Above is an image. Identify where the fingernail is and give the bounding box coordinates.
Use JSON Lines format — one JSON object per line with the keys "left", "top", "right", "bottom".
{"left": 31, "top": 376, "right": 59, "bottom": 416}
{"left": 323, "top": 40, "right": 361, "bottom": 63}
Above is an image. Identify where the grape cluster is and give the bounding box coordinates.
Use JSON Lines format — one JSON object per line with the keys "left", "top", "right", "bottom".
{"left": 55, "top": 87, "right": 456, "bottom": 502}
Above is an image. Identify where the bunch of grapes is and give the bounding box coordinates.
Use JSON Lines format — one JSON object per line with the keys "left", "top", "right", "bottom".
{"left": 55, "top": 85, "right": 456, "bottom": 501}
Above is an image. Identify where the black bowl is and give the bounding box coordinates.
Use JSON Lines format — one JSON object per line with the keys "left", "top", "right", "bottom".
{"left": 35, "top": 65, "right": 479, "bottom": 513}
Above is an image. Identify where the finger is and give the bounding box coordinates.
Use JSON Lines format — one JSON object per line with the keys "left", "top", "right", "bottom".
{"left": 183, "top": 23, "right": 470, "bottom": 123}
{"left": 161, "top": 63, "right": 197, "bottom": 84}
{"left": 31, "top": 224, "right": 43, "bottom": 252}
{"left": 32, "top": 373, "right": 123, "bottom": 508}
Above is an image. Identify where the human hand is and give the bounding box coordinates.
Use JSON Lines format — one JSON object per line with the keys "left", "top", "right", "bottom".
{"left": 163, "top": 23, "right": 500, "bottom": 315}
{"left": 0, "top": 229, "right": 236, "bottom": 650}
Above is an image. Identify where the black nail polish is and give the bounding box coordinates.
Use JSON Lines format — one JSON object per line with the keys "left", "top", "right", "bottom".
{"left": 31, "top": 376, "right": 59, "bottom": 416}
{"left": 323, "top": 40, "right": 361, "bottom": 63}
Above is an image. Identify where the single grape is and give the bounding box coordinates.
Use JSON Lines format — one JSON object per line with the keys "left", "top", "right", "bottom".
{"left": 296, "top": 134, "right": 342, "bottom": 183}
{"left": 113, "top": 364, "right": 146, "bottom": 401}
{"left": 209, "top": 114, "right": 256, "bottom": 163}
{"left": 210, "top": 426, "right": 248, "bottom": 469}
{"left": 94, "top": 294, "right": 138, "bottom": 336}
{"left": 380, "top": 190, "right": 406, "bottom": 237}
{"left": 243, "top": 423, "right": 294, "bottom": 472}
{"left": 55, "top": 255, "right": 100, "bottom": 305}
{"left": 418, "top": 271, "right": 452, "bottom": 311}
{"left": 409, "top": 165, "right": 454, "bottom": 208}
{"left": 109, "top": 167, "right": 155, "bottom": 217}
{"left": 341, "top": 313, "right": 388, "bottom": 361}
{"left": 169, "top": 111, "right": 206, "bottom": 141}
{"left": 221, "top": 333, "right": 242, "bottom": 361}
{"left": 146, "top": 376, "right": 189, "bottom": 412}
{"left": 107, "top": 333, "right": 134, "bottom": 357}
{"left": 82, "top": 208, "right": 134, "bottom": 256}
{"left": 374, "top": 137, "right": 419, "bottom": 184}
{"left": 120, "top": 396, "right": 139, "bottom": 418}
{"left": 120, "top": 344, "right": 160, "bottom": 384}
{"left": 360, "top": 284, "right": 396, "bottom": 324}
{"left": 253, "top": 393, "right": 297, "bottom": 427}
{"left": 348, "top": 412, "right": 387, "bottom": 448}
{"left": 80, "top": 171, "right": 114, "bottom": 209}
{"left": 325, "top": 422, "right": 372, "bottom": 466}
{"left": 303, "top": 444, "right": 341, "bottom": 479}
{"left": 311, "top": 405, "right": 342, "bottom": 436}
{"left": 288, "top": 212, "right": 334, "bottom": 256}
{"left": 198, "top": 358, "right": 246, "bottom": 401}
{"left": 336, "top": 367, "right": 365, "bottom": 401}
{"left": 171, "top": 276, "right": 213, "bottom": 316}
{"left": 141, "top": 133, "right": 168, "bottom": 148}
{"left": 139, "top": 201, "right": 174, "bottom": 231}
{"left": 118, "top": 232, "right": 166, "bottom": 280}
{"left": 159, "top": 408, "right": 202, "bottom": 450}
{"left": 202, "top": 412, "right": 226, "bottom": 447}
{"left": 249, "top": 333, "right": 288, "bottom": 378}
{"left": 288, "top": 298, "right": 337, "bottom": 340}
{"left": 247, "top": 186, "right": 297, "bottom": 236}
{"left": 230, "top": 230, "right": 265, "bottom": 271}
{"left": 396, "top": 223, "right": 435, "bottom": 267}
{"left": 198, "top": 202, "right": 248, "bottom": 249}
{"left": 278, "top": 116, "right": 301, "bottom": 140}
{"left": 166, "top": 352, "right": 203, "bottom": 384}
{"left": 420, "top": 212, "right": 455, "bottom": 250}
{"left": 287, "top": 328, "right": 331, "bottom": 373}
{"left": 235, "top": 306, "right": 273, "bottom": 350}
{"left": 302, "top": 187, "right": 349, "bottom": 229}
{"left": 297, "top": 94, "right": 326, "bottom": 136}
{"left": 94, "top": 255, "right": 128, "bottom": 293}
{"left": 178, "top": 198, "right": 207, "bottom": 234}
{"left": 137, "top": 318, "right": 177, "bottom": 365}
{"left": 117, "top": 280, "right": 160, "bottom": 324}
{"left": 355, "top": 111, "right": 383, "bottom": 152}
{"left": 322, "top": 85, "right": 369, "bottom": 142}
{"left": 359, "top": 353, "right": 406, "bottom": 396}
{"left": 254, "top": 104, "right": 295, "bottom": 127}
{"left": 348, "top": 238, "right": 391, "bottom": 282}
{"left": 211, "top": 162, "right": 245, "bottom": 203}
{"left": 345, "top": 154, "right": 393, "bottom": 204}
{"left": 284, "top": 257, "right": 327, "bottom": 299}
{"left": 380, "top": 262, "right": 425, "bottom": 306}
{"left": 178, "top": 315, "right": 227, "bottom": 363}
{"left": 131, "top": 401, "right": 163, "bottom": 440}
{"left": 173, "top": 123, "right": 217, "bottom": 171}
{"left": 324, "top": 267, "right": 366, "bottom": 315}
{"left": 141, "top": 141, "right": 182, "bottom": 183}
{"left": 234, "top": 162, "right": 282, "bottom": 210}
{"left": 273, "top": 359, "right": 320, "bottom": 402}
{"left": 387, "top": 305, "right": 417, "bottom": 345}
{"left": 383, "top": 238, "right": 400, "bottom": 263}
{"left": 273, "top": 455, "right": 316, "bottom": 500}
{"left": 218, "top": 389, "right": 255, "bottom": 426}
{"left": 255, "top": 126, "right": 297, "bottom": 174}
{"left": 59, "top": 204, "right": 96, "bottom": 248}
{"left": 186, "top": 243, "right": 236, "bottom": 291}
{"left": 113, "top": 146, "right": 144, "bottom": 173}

======

Please transcribe all of the records, keeping every line exactly as it is.

◆ **RESPONSE TO THIS TASK**:
Above is an image. Identify where the fingernail is and give the bounding box coordinates.
Use JSON Lines format — one JSON object per line with the keys "left", "top", "right", "bottom".
{"left": 31, "top": 376, "right": 59, "bottom": 416}
{"left": 323, "top": 40, "right": 361, "bottom": 63}
Above is an image. Identify where the grape cluster is and give the bounding box coordinates.
Use JSON Lines format — one JSON object per line with the keys "left", "top", "right", "bottom".
{"left": 55, "top": 87, "right": 456, "bottom": 502}
Above is an image. Identify where the bunch of grapes is and give the bounding box coordinates.
Use JSON Lines format — one JSON object per line with the keys "left", "top", "right", "bottom".
{"left": 55, "top": 85, "right": 456, "bottom": 501}
Above is an image. Identify where the black bowl is and give the bounding box coordinates.
Use JSON Lines format — one JSON object per line with the keys "left", "top", "right", "bottom".
{"left": 35, "top": 65, "right": 479, "bottom": 513}
Above is an image. Identify where the finger is and give the bounding box coordinates.
Use JSON Lines format — one JSON object per line with the keys "left", "top", "right", "bottom".
{"left": 183, "top": 23, "right": 470, "bottom": 123}
{"left": 161, "top": 63, "right": 197, "bottom": 84}
{"left": 31, "top": 224, "right": 43, "bottom": 252}
{"left": 32, "top": 373, "right": 123, "bottom": 508}
Above is an image. Identify where the human hand is and give the bounding box coordinates.
Use JSON Lines format — one JSON object per line with the keys "left", "top", "right", "bottom".
{"left": 163, "top": 23, "right": 500, "bottom": 315}
{"left": 0, "top": 229, "right": 236, "bottom": 650}
Above is an image. Identify where the black nail polish is and give the bounding box coordinates.
Use JSON Lines format — one JSON object per line with the keys "left", "top", "right", "bottom".
{"left": 31, "top": 376, "right": 59, "bottom": 416}
{"left": 323, "top": 40, "right": 361, "bottom": 63}
Above is an image. Identify where the single grape is and give the bounding box coordinates.
Use JSON Lines format — one JSON object per line with the keys "left", "top", "right", "bottom".
{"left": 296, "top": 134, "right": 342, "bottom": 183}
{"left": 113, "top": 364, "right": 146, "bottom": 401}
{"left": 209, "top": 114, "right": 256, "bottom": 163}
{"left": 210, "top": 426, "right": 248, "bottom": 469}
{"left": 94, "top": 294, "right": 138, "bottom": 336}
{"left": 380, "top": 190, "right": 406, "bottom": 237}
{"left": 243, "top": 423, "right": 294, "bottom": 472}
{"left": 55, "top": 255, "right": 100, "bottom": 305}
{"left": 418, "top": 271, "right": 452, "bottom": 311}
{"left": 409, "top": 165, "right": 454, "bottom": 208}
{"left": 109, "top": 167, "right": 155, "bottom": 217}
{"left": 341, "top": 313, "right": 388, "bottom": 361}
{"left": 169, "top": 111, "right": 206, "bottom": 141}
{"left": 221, "top": 333, "right": 242, "bottom": 361}
{"left": 146, "top": 376, "right": 189, "bottom": 412}
{"left": 107, "top": 333, "right": 134, "bottom": 357}
{"left": 82, "top": 208, "right": 134, "bottom": 256}
{"left": 374, "top": 137, "right": 419, "bottom": 184}
{"left": 120, "top": 396, "right": 139, "bottom": 418}
{"left": 120, "top": 344, "right": 160, "bottom": 384}
{"left": 360, "top": 284, "right": 396, "bottom": 324}
{"left": 253, "top": 393, "right": 297, "bottom": 427}
{"left": 348, "top": 412, "right": 387, "bottom": 448}
{"left": 80, "top": 171, "right": 114, "bottom": 209}
{"left": 325, "top": 422, "right": 372, "bottom": 466}
{"left": 303, "top": 444, "right": 341, "bottom": 479}
{"left": 311, "top": 405, "right": 342, "bottom": 436}
{"left": 288, "top": 212, "right": 334, "bottom": 256}
{"left": 198, "top": 358, "right": 246, "bottom": 401}
{"left": 336, "top": 367, "right": 365, "bottom": 401}
{"left": 171, "top": 276, "right": 213, "bottom": 316}
{"left": 141, "top": 133, "right": 168, "bottom": 148}
{"left": 139, "top": 201, "right": 174, "bottom": 231}
{"left": 118, "top": 232, "right": 166, "bottom": 280}
{"left": 159, "top": 408, "right": 202, "bottom": 450}
{"left": 202, "top": 412, "right": 226, "bottom": 447}
{"left": 249, "top": 333, "right": 288, "bottom": 378}
{"left": 288, "top": 298, "right": 337, "bottom": 340}
{"left": 247, "top": 186, "right": 297, "bottom": 236}
{"left": 230, "top": 230, "right": 265, "bottom": 271}
{"left": 396, "top": 223, "right": 435, "bottom": 267}
{"left": 198, "top": 202, "right": 248, "bottom": 249}
{"left": 278, "top": 116, "right": 301, "bottom": 140}
{"left": 166, "top": 352, "right": 203, "bottom": 384}
{"left": 420, "top": 212, "right": 455, "bottom": 250}
{"left": 287, "top": 328, "right": 331, "bottom": 373}
{"left": 235, "top": 306, "right": 273, "bottom": 350}
{"left": 302, "top": 187, "right": 349, "bottom": 229}
{"left": 297, "top": 94, "right": 326, "bottom": 136}
{"left": 94, "top": 255, "right": 128, "bottom": 293}
{"left": 178, "top": 198, "right": 207, "bottom": 234}
{"left": 137, "top": 318, "right": 177, "bottom": 365}
{"left": 117, "top": 280, "right": 160, "bottom": 324}
{"left": 355, "top": 111, "right": 383, "bottom": 152}
{"left": 322, "top": 85, "right": 369, "bottom": 142}
{"left": 359, "top": 353, "right": 406, "bottom": 396}
{"left": 254, "top": 104, "right": 295, "bottom": 127}
{"left": 348, "top": 238, "right": 391, "bottom": 282}
{"left": 211, "top": 162, "right": 245, "bottom": 203}
{"left": 345, "top": 154, "right": 393, "bottom": 204}
{"left": 284, "top": 257, "right": 327, "bottom": 299}
{"left": 380, "top": 262, "right": 425, "bottom": 306}
{"left": 178, "top": 315, "right": 227, "bottom": 363}
{"left": 131, "top": 401, "right": 163, "bottom": 440}
{"left": 173, "top": 123, "right": 217, "bottom": 171}
{"left": 324, "top": 267, "right": 366, "bottom": 315}
{"left": 141, "top": 141, "right": 182, "bottom": 183}
{"left": 234, "top": 162, "right": 282, "bottom": 210}
{"left": 273, "top": 359, "right": 320, "bottom": 402}
{"left": 387, "top": 305, "right": 417, "bottom": 345}
{"left": 383, "top": 238, "right": 400, "bottom": 263}
{"left": 273, "top": 455, "right": 316, "bottom": 500}
{"left": 218, "top": 389, "right": 255, "bottom": 426}
{"left": 255, "top": 126, "right": 297, "bottom": 174}
{"left": 59, "top": 204, "right": 96, "bottom": 248}
{"left": 186, "top": 243, "right": 236, "bottom": 291}
{"left": 113, "top": 146, "right": 144, "bottom": 173}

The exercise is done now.